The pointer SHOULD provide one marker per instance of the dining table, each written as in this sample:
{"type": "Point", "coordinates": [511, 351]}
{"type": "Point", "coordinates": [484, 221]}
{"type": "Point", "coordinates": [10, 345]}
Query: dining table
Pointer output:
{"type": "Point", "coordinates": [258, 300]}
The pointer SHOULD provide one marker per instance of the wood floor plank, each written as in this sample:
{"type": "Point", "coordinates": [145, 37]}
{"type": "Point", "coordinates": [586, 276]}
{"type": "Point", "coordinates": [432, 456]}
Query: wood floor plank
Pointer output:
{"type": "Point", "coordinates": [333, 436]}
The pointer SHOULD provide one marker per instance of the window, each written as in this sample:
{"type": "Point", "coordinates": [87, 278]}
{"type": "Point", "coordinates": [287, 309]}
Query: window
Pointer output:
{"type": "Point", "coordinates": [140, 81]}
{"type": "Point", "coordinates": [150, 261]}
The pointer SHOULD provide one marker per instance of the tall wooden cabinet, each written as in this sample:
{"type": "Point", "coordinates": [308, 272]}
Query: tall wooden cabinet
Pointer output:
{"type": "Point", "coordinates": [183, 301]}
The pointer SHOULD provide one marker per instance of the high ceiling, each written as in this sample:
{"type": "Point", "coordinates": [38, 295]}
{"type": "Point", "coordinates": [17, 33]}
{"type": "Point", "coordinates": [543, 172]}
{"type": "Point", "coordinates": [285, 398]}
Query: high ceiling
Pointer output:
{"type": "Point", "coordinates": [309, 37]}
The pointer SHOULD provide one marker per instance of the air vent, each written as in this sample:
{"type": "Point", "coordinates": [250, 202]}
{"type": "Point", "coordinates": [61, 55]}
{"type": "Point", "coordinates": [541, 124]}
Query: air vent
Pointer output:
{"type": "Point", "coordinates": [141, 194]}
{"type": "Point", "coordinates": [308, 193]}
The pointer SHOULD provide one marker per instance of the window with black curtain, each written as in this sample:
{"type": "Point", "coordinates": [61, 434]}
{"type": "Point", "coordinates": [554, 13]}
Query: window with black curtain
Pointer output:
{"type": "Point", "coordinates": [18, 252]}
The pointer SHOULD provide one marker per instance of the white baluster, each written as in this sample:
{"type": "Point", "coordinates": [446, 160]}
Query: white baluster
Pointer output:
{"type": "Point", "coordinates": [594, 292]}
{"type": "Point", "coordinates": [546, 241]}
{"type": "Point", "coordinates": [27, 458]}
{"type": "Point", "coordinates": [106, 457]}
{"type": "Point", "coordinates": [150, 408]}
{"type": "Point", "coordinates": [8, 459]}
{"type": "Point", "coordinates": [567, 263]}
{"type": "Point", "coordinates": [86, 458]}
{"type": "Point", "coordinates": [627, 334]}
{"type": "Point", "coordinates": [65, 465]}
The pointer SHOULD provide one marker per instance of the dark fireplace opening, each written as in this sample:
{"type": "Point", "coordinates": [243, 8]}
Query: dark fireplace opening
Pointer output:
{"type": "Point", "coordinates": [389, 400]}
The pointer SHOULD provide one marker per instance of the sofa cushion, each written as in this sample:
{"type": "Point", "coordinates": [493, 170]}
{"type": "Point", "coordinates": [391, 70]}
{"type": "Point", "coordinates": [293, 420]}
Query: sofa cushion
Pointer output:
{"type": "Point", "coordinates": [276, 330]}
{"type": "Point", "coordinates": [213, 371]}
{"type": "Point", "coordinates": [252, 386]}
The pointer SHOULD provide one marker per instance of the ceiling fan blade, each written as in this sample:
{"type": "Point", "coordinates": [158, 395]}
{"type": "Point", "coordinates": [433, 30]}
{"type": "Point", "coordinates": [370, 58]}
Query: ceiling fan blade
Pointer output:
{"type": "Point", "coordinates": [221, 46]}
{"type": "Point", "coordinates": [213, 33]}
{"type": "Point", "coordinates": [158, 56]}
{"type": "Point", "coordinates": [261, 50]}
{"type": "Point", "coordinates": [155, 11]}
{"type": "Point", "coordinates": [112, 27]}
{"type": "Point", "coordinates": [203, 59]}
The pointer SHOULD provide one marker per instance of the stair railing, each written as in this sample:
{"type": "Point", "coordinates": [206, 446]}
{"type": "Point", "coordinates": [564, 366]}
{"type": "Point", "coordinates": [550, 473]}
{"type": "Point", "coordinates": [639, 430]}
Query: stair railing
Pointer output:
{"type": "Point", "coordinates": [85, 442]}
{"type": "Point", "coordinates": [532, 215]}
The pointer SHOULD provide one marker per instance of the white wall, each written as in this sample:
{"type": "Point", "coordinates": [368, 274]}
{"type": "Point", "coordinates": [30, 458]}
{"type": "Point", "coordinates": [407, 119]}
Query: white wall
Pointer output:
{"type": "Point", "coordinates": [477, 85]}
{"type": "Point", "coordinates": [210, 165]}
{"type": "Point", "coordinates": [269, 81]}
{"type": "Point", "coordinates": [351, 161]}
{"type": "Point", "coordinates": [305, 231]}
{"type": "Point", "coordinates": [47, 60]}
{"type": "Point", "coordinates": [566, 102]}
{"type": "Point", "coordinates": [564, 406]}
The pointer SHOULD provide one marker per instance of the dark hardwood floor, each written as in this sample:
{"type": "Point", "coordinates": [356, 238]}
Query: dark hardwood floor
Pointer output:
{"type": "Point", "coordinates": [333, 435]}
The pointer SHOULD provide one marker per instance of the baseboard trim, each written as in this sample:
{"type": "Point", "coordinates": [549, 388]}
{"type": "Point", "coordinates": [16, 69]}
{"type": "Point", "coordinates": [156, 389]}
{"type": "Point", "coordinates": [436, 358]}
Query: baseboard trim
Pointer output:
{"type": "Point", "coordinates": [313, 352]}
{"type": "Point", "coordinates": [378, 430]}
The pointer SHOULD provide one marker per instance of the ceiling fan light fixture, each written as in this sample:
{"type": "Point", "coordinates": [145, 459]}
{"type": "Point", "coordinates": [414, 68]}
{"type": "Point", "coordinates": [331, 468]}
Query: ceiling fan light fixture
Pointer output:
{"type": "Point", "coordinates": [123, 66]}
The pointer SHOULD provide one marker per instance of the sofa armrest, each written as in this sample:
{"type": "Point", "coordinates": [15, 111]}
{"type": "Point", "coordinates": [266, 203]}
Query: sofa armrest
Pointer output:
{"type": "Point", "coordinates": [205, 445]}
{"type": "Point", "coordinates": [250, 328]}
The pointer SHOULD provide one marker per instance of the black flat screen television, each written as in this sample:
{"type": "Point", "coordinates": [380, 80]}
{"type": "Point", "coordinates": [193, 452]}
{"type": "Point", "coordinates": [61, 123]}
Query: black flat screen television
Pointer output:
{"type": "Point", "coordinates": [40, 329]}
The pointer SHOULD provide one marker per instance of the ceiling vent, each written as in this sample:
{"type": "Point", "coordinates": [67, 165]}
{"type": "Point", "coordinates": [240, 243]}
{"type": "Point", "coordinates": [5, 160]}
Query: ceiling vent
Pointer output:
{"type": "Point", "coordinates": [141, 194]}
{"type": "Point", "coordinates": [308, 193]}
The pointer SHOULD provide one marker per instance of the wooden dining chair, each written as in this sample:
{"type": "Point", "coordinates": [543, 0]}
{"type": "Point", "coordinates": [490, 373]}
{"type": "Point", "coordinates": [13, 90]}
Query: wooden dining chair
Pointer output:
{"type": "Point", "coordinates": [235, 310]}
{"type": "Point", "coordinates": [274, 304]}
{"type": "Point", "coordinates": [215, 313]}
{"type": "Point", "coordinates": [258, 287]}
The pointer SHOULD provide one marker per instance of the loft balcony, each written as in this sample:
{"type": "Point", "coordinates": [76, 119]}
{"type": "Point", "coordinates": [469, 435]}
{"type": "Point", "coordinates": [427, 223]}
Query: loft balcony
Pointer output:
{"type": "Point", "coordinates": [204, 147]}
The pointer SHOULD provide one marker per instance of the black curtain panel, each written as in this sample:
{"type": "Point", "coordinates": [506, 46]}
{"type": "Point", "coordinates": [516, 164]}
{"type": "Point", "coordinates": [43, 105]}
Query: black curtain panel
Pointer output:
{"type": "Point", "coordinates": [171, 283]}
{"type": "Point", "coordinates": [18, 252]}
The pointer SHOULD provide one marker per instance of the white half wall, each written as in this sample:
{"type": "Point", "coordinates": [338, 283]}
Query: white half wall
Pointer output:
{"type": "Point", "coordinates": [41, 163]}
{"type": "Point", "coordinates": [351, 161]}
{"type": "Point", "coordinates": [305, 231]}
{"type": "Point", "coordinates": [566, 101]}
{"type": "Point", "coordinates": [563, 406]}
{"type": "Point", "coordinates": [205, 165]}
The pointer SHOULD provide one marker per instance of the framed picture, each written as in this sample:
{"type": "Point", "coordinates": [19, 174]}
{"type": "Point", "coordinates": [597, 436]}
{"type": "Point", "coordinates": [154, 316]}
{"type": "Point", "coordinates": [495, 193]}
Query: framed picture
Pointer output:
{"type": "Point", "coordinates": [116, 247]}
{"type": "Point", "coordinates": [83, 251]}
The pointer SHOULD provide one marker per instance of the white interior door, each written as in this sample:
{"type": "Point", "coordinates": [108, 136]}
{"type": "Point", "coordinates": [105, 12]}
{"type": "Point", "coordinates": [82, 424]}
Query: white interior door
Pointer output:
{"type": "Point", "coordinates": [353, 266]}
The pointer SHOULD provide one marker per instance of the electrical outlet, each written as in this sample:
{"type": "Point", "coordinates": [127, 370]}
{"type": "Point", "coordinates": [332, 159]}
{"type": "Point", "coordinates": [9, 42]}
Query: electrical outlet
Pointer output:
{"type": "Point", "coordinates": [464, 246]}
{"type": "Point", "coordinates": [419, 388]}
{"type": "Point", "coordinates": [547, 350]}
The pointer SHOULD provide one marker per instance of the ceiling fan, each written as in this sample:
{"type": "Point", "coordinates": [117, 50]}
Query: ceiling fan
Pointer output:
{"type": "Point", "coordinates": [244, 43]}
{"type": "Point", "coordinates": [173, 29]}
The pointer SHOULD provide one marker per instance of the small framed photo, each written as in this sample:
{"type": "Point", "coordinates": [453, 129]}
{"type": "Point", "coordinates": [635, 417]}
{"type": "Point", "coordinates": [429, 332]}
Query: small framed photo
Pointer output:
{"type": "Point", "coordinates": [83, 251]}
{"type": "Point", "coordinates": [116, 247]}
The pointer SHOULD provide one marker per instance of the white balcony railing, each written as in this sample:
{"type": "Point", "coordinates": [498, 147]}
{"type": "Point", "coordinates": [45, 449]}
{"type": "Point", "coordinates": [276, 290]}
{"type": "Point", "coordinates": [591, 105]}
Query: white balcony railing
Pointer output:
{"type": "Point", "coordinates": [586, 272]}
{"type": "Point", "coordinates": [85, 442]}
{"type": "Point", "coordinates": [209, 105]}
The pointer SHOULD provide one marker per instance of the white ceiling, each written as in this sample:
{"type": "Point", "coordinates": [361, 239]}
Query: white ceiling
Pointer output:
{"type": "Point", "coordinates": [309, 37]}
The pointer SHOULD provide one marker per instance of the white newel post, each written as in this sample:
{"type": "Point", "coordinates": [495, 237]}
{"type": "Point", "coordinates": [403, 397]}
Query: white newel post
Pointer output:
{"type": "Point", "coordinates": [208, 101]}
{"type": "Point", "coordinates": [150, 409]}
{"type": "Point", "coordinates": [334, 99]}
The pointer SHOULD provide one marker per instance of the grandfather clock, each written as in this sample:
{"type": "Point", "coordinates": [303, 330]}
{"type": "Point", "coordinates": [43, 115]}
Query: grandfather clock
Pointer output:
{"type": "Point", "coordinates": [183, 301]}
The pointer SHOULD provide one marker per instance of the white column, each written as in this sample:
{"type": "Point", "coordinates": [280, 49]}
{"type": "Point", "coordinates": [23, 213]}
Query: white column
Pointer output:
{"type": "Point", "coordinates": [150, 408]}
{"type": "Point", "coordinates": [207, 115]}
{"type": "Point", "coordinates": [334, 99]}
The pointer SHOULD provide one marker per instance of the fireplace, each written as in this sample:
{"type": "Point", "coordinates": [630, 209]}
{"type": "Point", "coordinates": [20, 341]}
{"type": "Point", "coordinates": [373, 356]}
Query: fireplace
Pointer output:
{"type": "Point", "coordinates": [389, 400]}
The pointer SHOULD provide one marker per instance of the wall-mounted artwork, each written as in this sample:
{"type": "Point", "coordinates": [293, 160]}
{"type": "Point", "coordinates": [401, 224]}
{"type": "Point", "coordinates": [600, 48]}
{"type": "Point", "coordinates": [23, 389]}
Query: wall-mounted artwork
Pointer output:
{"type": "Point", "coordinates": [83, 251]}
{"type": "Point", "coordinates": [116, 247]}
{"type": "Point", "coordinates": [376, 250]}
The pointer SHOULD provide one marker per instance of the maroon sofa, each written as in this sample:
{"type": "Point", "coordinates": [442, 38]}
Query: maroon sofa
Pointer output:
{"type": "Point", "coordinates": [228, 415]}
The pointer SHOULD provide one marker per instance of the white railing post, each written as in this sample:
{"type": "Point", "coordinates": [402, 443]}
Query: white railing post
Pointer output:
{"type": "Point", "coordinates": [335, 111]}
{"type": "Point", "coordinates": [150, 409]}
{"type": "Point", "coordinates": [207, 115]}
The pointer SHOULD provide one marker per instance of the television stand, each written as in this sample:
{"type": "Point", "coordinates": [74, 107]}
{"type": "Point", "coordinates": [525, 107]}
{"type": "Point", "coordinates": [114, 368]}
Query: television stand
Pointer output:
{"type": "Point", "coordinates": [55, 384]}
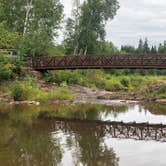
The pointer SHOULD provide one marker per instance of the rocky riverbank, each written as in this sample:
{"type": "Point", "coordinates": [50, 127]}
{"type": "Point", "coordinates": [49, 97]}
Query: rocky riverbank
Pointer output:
{"type": "Point", "coordinates": [90, 96]}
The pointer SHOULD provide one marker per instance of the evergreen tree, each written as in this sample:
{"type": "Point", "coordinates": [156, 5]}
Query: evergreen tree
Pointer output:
{"type": "Point", "coordinates": [153, 50]}
{"type": "Point", "coordinates": [91, 27]}
{"type": "Point", "coordinates": [140, 47]}
{"type": "Point", "coordinates": [146, 48]}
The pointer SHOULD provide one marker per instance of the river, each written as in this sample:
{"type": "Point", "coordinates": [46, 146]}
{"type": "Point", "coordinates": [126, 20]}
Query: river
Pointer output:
{"type": "Point", "coordinates": [83, 135]}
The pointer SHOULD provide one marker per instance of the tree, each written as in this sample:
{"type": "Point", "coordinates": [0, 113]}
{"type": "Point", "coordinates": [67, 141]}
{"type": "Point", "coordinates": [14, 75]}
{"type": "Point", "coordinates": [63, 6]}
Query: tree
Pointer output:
{"type": "Point", "coordinates": [140, 47]}
{"type": "Point", "coordinates": [146, 48]}
{"type": "Point", "coordinates": [91, 27]}
{"type": "Point", "coordinates": [153, 50]}
{"type": "Point", "coordinates": [36, 20]}
{"type": "Point", "coordinates": [8, 39]}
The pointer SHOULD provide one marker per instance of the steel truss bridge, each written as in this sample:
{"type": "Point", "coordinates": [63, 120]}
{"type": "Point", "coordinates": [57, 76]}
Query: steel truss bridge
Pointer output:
{"type": "Point", "coordinates": [122, 61]}
{"type": "Point", "coordinates": [137, 131]}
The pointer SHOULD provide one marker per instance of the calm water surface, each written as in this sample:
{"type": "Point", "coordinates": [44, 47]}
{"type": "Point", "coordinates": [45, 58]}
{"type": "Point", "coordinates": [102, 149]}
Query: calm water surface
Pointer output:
{"type": "Point", "coordinates": [26, 139]}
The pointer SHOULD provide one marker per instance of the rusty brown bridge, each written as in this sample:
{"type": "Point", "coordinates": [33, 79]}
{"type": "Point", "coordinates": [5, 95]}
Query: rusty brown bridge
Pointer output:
{"type": "Point", "coordinates": [121, 61]}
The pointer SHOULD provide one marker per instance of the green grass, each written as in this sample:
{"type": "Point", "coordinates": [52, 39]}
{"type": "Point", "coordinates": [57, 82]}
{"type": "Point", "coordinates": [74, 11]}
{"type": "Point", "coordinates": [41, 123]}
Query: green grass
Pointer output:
{"type": "Point", "coordinates": [27, 89]}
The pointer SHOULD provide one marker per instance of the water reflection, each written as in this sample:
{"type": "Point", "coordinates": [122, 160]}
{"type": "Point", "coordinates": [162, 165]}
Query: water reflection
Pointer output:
{"type": "Point", "coordinates": [28, 138]}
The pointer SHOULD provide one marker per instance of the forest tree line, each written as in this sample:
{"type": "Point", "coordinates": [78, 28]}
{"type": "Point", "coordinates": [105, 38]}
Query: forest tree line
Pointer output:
{"type": "Point", "coordinates": [144, 48]}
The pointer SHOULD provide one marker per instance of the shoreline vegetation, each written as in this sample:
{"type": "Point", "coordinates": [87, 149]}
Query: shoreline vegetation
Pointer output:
{"type": "Point", "coordinates": [84, 33]}
{"type": "Point", "coordinates": [19, 85]}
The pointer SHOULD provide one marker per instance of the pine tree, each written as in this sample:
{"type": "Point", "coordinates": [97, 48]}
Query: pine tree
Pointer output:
{"type": "Point", "coordinates": [146, 48]}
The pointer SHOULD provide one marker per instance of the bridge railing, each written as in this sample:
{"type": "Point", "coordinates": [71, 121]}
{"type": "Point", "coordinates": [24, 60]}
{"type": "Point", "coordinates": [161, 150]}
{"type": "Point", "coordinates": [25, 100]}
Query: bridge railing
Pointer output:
{"type": "Point", "coordinates": [100, 61]}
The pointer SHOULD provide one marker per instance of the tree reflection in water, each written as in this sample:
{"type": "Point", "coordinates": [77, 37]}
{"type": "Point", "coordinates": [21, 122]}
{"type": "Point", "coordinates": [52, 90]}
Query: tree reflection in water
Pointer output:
{"type": "Point", "coordinates": [20, 145]}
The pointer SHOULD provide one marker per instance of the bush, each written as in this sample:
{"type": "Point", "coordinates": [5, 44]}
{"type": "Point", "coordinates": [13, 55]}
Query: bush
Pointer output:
{"type": "Point", "coordinates": [18, 91]}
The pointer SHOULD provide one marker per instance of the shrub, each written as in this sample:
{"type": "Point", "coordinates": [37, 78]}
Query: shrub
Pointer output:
{"type": "Point", "coordinates": [18, 91]}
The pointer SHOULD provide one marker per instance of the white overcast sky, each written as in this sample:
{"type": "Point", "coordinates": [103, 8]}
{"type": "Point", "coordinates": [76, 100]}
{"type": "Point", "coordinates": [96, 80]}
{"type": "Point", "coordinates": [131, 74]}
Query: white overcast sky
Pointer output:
{"type": "Point", "coordinates": [134, 20]}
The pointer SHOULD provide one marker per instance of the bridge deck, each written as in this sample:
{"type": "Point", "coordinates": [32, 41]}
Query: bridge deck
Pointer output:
{"type": "Point", "coordinates": [100, 61]}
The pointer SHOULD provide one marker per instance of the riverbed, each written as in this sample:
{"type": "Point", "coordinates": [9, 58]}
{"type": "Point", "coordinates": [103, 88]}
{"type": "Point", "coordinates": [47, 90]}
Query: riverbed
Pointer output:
{"type": "Point", "coordinates": [83, 135]}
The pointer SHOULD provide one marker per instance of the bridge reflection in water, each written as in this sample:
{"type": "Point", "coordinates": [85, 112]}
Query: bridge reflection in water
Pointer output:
{"type": "Point", "coordinates": [137, 131]}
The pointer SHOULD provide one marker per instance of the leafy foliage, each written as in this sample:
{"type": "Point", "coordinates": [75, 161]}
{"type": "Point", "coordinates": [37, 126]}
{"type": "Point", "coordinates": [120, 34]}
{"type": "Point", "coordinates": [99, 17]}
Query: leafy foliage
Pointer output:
{"type": "Point", "coordinates": [85, 36]}
{"type": "Point", "coordinates": [8, 39]}
{"type": "Point", "coordinates": [9, 67]}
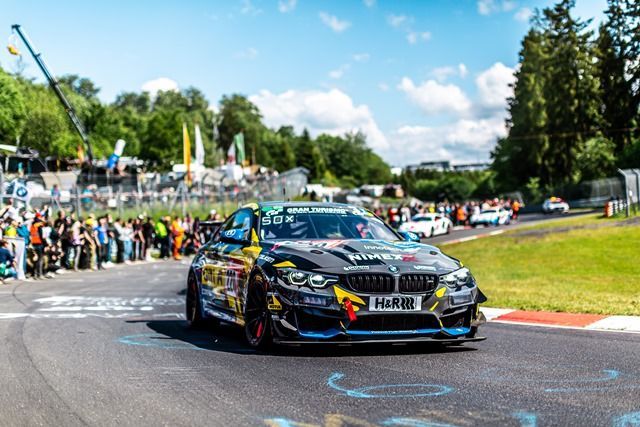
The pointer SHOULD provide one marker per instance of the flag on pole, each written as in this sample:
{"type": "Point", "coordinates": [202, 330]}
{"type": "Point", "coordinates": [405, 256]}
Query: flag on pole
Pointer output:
{"type": "Point", "coordinates": [238, 141]}
{"type": "Point", "coordinates": [231, 154]}
{"type": "Point", "coordinates": [199, 148]}
{"type": "Point", "coordinates": [80, 151]}
{"type": "Point", "coordinates": [186, 150]}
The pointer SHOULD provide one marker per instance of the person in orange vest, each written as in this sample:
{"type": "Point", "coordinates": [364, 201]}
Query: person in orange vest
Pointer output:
· · · · ·
- [Exercise]: The answer should be nothing but the number of lines in this data that include "wooden".

- [Finished task]: 4